[[ Data for the task open ]]

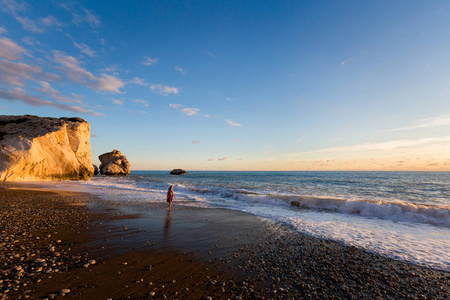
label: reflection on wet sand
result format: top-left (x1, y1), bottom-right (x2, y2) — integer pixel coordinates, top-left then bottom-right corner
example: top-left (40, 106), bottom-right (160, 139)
top-left (164, 210), bottom-right (172, 240)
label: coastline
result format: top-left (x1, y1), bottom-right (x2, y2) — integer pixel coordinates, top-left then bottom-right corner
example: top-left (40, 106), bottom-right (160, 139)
top-left (1, 183), bottom-right (448, 299)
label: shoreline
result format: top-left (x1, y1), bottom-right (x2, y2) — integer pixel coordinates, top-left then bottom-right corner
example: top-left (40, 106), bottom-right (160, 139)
top-left (1, 183), bottom-right (449, 299)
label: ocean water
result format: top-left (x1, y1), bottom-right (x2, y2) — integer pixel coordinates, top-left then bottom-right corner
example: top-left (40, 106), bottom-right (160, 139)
top-left (46, 171), bottom-right (449, 271)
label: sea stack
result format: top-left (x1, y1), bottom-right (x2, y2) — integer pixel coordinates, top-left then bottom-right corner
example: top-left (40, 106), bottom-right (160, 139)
top-left (98, 149), bottom-right (130, 175)
top-left (170, 169), bottom-right (187, 175)
top-left (0, 115), bottom-right (94, 181)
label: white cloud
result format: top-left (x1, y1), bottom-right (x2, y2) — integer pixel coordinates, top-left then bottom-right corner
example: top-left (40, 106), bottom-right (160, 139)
top-left (0, 36), bottom-right (28, 60)
top-left (74, 42), bottom-right (96, 57)
top-left (52, 51), bottom-right (124, 93)
top-left (142, 56), bottom-right (159, 66)
top-left (131, 77), bottom-right (180, 96)
top-left (225, 119), bottom-right (242, 127)
top-left (149, 83), bottom-right (179, 95)
top-left (0, 86), bottom-right (102, 115)
top-left (204, 114), bottom-right (211, 118)
top-left (383, 115), bottom-right (450, 132)
top-left (112, 99), bottom-right (124, 105)
top-left (226, 97), bottom-right (233, 101)
top-left (133, 99), bottom-right (149, 107)
top-left (169, 103), bottom-right (198, 116)
top-left (175, 66), bottom-right (187, 75)
top-left (169, 103), bottom-right (182, 109)
top-left (181, 107), bottom-right (199, 116)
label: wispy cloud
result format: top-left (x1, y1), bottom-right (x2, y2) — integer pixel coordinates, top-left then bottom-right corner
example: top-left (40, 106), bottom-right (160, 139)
top-left (60, 4), bottom-right (101, 28)
top-left (204, 51), bottom-right (215, 58)
top-left (182, 107), bottom-right (199, 116)
top-left (0, 59), bottom-right (59, 87)
top-left (21, 36), bottom-right (38, 46)
top-left (169, 103), bottom-right (182, 109)
top-left (0, 27), bottom-right (7, 34)
top-left (3, 2), bottom-right (63, 34)
top-left (133, 99), bottom-right (149, 107)
top-left (149, 83), bottom-right (179, 95)
top-left (0, 36), bottom-right (28, 60)
top-left (225, 119), bottom-right (242, 127)
top-left (130, 77), bottom-right (146, 86)
top-left (142, 56), bottom-right (159, 66)
top-left (383, 115), bottom-right (450, 132)
top-left (131, 77), bottom-right (179, 96)
top-left (36, 81), bottom-right (82, 103)
top-left (301, 136), bottom-right (450, 154)
top-left (2, 0), bottom-right (63, 33)
top-left (169, 103), bottom-right (199, 116)
top-left (52, 50), bottom-right (124, 93)
top-left (225, 97), bottom-right (233, 101)
top-left (218, 157), bottom-right (229, 161)
top-left (0, 86), bottom-right (102, 115)
top-left (112, 99), bottom-right (124, 105)
top-left (207, 159), bottom-right (214, 161)
top-left (74, 42), bottom-right (96, 57)
top-left (1, 0), bottom-right (29, 15)
top-left (101, 64), bottom-right (119, 73)
top-left (175, 66), bottom-right (187, 75)
top-left (192, 141), bottom-right (201, 144)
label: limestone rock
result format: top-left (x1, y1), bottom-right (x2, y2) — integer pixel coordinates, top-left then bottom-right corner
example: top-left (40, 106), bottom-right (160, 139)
top-left (170, 169), bottom-right (187, 175)
top-left (0, 115), bottom-right (94, 181)
top-left (98, 149), bottom-right (130, 175)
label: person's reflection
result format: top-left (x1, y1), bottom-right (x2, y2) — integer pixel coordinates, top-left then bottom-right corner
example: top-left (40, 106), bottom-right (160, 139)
top-left (163, 210), bottom-right (172, 241)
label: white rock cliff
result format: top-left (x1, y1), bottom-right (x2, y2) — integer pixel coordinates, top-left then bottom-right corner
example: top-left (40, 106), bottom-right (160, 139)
top-left (0, 115), bottom-right (94, 181)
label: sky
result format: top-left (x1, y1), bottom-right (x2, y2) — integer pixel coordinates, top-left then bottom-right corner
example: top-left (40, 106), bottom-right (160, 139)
top-left (1, 0), bottom-right (450, 171)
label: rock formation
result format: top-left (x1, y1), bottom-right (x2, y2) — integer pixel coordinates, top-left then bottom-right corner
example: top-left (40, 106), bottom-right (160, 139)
top-left (93, 164), bottom-right (99, 175)
top-left (170, 169), bottom-right (187, 175)
top-left (0, 115), bottom-right (94, 181)
top-left (98, 149), bottom-right (130, 175)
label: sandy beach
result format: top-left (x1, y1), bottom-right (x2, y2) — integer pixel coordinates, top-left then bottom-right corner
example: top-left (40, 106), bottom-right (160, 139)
top-left (0, 184), bottom-right (449, 300)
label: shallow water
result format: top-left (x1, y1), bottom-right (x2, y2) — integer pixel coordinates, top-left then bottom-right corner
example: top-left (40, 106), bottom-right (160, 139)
top-left (39, 171), bottom-right (450, 271)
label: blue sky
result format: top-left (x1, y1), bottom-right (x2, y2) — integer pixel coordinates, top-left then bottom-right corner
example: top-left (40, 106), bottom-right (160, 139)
top-left (1, 0), bottom-right (450, 171)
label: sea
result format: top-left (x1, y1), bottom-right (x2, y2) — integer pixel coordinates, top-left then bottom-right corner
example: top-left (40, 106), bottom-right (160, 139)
top-left (42, 171), bottom-right (450, 272)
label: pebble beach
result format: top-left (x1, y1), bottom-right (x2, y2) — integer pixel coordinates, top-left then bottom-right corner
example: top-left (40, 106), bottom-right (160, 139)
top-left (0, 184), bottom-right (449, 299)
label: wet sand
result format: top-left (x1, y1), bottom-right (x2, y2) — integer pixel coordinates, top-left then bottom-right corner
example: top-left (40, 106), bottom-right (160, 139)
top-left (0, 184), bottom-right (449, 299)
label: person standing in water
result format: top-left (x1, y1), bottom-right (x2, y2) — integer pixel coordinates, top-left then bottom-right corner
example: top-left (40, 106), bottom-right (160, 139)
top-left (167, 185), bottom-right (176, 211)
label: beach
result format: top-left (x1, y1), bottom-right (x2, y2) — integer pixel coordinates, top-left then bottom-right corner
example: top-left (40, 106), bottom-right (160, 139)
top-left (0, 183), bottom-right (449, 299)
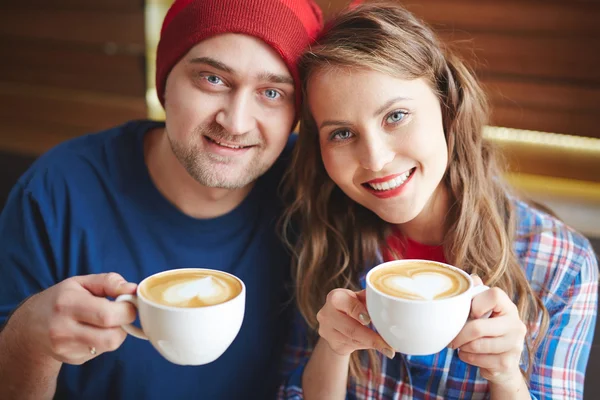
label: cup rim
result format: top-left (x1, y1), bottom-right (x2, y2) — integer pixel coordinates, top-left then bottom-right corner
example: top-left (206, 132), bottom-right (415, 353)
top-left (366, 259), bottom-right (474, 304)
top-left (136, 268), bottom-right (246, 311)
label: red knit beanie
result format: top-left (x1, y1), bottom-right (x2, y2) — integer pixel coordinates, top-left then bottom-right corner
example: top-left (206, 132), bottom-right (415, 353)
top-left (156, 0), bottom-right (323, 110)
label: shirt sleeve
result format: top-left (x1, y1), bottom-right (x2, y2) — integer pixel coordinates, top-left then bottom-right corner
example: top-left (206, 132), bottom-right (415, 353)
top-left (0, 182), bottom-right (59, 327)
top-left (529, 243), bottom-right (598, 399)
top-left (277, 308), bottom-right (315, 399)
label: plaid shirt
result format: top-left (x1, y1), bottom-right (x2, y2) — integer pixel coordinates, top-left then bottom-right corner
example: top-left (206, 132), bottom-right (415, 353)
top-left (278, 200), bottom-right (598, 399)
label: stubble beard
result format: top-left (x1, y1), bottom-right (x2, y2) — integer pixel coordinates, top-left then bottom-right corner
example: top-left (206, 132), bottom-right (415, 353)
top-left (169, 122), bottom-right (269, 189)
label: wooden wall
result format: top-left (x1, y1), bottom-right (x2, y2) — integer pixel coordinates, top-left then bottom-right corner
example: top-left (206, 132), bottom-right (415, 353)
top-left (0, 0), bottom-right (598, 155)
top-left (0, 0), bottom-right (147, 155)
top-left (315, 0), bottom-right (600, 139)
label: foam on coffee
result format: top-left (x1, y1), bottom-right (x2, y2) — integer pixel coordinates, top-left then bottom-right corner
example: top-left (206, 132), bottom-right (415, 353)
top-left (369, 261), bottom-right (469, 301)
top-left (140, 270), bottom-right (242, 308)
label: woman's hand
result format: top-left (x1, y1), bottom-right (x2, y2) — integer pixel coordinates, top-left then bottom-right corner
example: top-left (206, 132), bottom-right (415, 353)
top-left (317, 288), bottom-right (395, 359)
top-left (450, 276), bottom-right (527, 390)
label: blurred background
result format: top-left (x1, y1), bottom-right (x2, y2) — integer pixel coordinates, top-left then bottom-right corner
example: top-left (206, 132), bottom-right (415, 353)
top-left (0, 0), bottom-right (598, 396)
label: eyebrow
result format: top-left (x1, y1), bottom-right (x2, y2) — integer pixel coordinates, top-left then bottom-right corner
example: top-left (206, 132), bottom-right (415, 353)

[[ Data for the task closed ]]

▸ **Task brief**: Write out exactly the run of lines above that starts at the line containing "label: pebble beach" and ends at the line containing "label: plaid shirt". Include both, and leave the pictures out.

▸ **Expected answer**:
label: pebble beach
result format: top-left (x1, y1), bottom-right (x2, y2) — integer pixel coordinates, top-left then bottom-right corner
example: top-left (40, 106), bottom-right (160, 139)
top-left (0, 184), bottom-right (449, 299)
label: wet sand
result format: top-left (x1, y1), bottom-right (x2, y2) — integer pixel coordinates, top-left then bottom-right corner
example: top-left (40, 106), bottom-right (160, 139)
top-left (0, 184), bottom-right (449, 299)
label: person standing in water
result format: top-left (x1, y1), bottom-right (x2, y2) — integer pixel coordinates, top-left then bottom-right corner
example: top-left (40, 106), bottom-right (160, 139)
top-left (167, 185), bottom-right (176, 211)
label: beach
result format: top-left (x1, y1), bottom-right (x2, y2) — integer pixel coordinates, top-left then bottom-right corner
example: top-left (40, 106), bottom-right (160, 139)
top-left (0, 183), bottom-right (449, 299)
label: cup rim
result format: top-left (x1, y1), bottom-right (x2, y2) — integer pixel coordinates, top-left then bottom-right corner
example: top-left (206, 132), bottom-right (415, 353)
top-left (366, 259), bottom-right (474, 304)
top-left (136, 268), bottom-right (246, 311)
label: red knit beanie
result format: top-left (x1, y1), bottom-right (x2, y2) — integer pixel coordinates, top-left then bottom-right corner
example: top-left (206, 132), bottom-right (415, 353)
top-left (156, 0), bottom-right (323, 110)
label: shirt sleeve
result format: top-left (x1, y1), bottom-right (x2, y2) — integer pixel coordinates, top-left then bottom-right corner
example: top-left (206, 132), bottom-right (415, 353)
top-left (0, 182), bottom-right (59, 327)
top-left (529, 243), bottom-right (598, 399)
top-left (277, 308), bottom-right (315, 399)
label: plaid shirt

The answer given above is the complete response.